**TASK GOAL**
Count how many lines in the data below include "query". Answer with the number only.

**SOURCE RECORDS**
________

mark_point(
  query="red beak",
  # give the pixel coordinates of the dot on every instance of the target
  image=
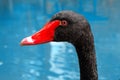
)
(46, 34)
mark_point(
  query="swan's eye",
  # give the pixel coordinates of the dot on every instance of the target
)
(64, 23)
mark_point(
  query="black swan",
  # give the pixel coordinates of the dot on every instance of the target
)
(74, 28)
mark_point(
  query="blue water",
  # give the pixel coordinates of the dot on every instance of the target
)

________

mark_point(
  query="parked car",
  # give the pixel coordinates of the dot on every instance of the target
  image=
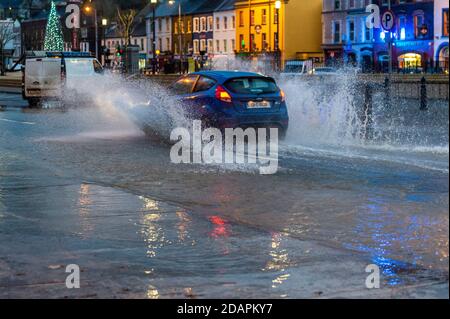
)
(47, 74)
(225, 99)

________

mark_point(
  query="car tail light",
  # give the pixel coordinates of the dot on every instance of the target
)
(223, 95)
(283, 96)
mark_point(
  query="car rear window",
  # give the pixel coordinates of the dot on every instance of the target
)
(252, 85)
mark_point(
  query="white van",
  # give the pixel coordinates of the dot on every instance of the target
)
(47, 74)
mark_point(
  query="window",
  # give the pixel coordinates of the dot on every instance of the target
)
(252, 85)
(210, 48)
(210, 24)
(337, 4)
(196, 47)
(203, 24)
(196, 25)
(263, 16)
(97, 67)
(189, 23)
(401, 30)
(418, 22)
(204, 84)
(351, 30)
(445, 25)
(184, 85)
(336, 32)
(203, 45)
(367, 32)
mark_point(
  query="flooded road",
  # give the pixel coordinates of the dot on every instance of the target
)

________

**YOUR RESPONSE**
10